* **Material supplied**:
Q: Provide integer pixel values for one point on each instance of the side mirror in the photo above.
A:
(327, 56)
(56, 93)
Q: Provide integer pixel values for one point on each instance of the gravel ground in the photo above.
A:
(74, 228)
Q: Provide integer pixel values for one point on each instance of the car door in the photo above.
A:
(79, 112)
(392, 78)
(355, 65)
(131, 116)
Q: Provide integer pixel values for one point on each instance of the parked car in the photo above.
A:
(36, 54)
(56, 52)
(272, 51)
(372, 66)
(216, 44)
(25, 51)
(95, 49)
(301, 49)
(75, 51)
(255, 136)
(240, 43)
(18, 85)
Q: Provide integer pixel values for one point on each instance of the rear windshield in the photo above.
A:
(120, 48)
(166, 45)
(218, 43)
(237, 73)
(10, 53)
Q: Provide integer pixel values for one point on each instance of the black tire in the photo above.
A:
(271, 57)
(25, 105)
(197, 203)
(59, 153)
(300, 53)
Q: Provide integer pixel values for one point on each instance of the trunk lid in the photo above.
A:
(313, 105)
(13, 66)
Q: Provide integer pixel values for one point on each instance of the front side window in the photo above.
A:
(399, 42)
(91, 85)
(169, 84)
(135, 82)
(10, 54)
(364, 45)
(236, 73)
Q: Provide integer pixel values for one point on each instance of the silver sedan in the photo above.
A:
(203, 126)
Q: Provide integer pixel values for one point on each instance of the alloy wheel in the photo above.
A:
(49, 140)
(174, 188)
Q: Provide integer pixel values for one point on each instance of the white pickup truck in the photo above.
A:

* **What to produce**: Copy out all of the material above with every "Provide" changed to "List", keeping everything else the same.

* **Output of the exercise**:
Q: List integer pixel values for one point on each instance of the side mirror in the photo above.
A:
(327, 56)
(56, 93)
Q: List integer pixel values for one point on each instance of the gravel ground in the photo above.
A:
(74, 228)
Q: List integer pixel values for one point on each instance of the car door in the photo above.
A:
(79, 112)
(392, 78)
(355, 65)
(131, 116)
Q: List integer pixel values for one point on each instance of the parked car in the photo above.
A:
(36, 54)
(56, 52)
(272, 51)
(372, 66)
(216, 44)
(25, 51)
(95, 49)
(301, 49)
(75, 51)
(255, 136)
(240, 43)
(18, 85)
Q: List integer pixel values for one point on each instance of the rear windshield in the photo above.
A:
(120, 48)
(166, 45)
(218, 43)
(237, 73)
(10, 53)
Q: List integer pixel values for one point on each instance of the black tire in the photo above.
A:
(271, 57)
(25, 105)
(197, 203)
(59, 153)
(300, 53)
Q: List integer pixel values for one point on each instance of the trunk lid in the photo above.
A:
(313, 105)
(13, 66)
Q: List integer pixel values for one point on each instance of the front side window in the photo above.
A:
(399, 42)
(91, 85)
(169, 84)
(135, 82)
(10, 54)
(364, 45)
(236, 73)
Q: List integer pixel values for one point on each instance of the silver sedan in the photo above.
A:
(203, 126)
Q: List integer pixel values for one point on each instance of the alloy wheel in the photo above.
A:
(49, 140)
(174, 188)
Q: List integer pixel values for one point on each instance of the white pickup truck in the photo above.
A:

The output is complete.